### Requirement
Rewrite the records below, changing every "marker" to "pin" and keeping everything else the same. Omit the pictures from your answer.
*** Material shown
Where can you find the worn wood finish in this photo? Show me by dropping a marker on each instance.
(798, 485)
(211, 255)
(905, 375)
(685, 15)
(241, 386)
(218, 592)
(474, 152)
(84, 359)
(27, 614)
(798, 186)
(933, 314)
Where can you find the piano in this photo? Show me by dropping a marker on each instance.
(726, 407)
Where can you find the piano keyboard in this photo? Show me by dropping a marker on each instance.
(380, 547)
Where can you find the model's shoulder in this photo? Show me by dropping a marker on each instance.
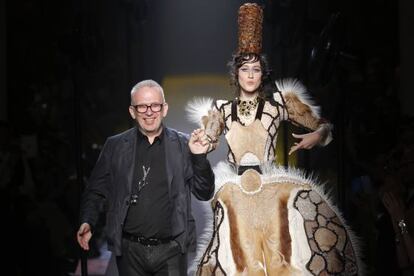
******
### Reply
Where can you find the worn wood finish in this photo? Show me by dropping a pin on each instance.
(798, 485)
(211, 255)
(905, 375)
(685, 15)
(241, 386)
(218, 592)
(474, 152)
(84, 359)
(27, 614)
(798, 186)
(933, 314)
Where can you find the piano in this photo? Show me by dropping a pin on each instance.
(726, 407)
Where can you find the piano keyboard in this photo? Show me by dropping a pin on each instance.
(380, 547)
Where can you find the model's shoulder in this photo? Show me by dropping a pin on each instance.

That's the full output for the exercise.